**Problem to work on**
Every line of the records counts; transcribe each one exactly.

Referring expression pointing data:
------
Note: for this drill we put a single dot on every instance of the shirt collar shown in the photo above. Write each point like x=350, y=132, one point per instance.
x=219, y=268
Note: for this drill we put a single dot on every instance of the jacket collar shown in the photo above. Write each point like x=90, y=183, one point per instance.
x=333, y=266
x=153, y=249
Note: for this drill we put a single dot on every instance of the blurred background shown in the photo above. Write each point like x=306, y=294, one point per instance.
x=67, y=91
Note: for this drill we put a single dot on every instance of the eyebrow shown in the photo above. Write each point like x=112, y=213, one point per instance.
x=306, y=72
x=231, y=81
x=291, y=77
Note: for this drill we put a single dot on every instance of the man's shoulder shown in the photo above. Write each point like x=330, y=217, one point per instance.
------
**Answer space**
Note: for this drill we put a single dot on every instance of the shirt collar shown in the photo above. Write each point like x=350, y=132, one point per instance.
x=219, y=268
Note: for this drill we put a single dot on every instance of the jacket collar shown in the photo above. Write each point like x=90, y=183, one point per instance.
x=333, y=266
x=153, y=249
Note: for this drill we put a single dot on every instance of the blurred background shown in the photo above. Write each point like x=306, y=294, one point per instance.
x=67, y=91
Note: for this drill we put a single dot on every instance of the eyebrow shown in the photo above. Write each point like x=112, y=213, one point per instance.
x=306, y=72
x=231, y=81
x=291, y=77
Note: for this drill we put a single dot on every instance of the man's shoulder shown in the photo above. Write each point like x=330, y=217, one point per instance.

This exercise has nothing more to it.